> **Exercise prompt**
Print each record below character for character.

★ ★ ★ ★

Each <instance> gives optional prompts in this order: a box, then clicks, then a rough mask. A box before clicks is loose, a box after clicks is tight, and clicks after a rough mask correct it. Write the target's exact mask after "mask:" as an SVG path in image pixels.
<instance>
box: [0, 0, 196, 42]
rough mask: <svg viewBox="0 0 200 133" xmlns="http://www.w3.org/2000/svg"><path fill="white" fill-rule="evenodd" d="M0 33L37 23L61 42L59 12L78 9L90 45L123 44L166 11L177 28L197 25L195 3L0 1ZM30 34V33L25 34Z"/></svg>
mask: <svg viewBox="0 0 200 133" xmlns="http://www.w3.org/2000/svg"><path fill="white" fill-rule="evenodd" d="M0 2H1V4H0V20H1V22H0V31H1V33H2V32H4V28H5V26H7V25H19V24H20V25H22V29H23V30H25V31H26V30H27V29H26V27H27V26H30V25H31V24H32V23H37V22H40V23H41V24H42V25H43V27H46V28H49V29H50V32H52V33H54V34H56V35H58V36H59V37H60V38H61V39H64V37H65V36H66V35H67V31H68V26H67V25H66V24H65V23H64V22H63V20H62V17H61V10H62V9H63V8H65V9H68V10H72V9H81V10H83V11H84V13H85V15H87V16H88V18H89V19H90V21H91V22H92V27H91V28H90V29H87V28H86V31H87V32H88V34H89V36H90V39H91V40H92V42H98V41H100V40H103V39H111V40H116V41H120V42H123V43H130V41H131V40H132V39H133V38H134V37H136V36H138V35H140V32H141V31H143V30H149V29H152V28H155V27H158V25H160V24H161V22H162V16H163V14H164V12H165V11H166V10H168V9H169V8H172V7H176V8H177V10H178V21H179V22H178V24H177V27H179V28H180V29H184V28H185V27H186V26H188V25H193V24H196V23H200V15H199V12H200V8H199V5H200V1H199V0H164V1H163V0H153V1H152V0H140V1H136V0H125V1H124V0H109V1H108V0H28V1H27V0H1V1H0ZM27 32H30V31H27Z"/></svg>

★ ★ ★ ★

> **Completed exercise**
Each <instance> gives optional prompts in this order: a box, then clicks, then a rough mask. A box before clicks is loose, a box after clicks is tight, and clicks after a rough mask correct it. Write the target's exact mask after "mask:" as an SVG path in image pixels.
<instance>
box: [0, 0, 196, 42]
rough mask: <svg viewBox="0 0 200 133" xmlns="http://www.w3.org/2000/svg"><path fill="white" fill-rule="evenodd" d="M0 33L37 23L61 42L59 12L78 9L90 45L123 44L166 11L177 28L197 25L195 3L0 1ZM30 34V33L25 34Z"/></svg>
mask: <svg viewBox="0 0 200 133" xmlns="http://www.w3.org/2000/svg"><path fill="white" fill-rule="evenodd" d="M0 2H1V4H0V20H1V22H0V31H1V33H2V32H4V28H5V26H7V25H19V24H20V25H22V29H23V30H25V31H26V30H27V29H26V27H27V26H30V25H31V24H32V23H37V22H40V23H41V24H42V25H43V27H46V28H49V29H50V32H52V33H54V34H56V35H58V36H59V37H60V38H61V39H64V37H65V36H66V35H67V31H68V26H67V25H66V24H65V23H64V22H63V20H62V17H61V10H62V9H63V8H65V9H68V10H72V9H81V10H83V11H84V13H85V15H87V16H88V18H89V19H90V21H91V22H92V27H91V28H90V29H87V28H86V31H87V32H88V34H89V36H90V39H91V40H92V42H98V41H100V40H103V39H111V40H116V41H120V42H123V43H130V41H131V40H132V39H133V38H134V37H136V36H138V35H140V32H141V31H143V30H149V29H152V28H155V27H158V25H160V24H161V22H162V16H163V14H164V12H165V11H166V10H168V9H169V8H172V7H176V8H177V10H178V21H179V22H178V24H177V27H179V28H180V29H184V28H185V27H186V26H188V25H193V24H196V23H200V15H199V12H200V8H199V5H200V1H199V0H164V1H163V0H153V1H152V0H140V1H136V0H125V1H124V0H109V1H108V0H28V1H27V0H1V1H0ZM27 32H30V31H27Z"/></svg>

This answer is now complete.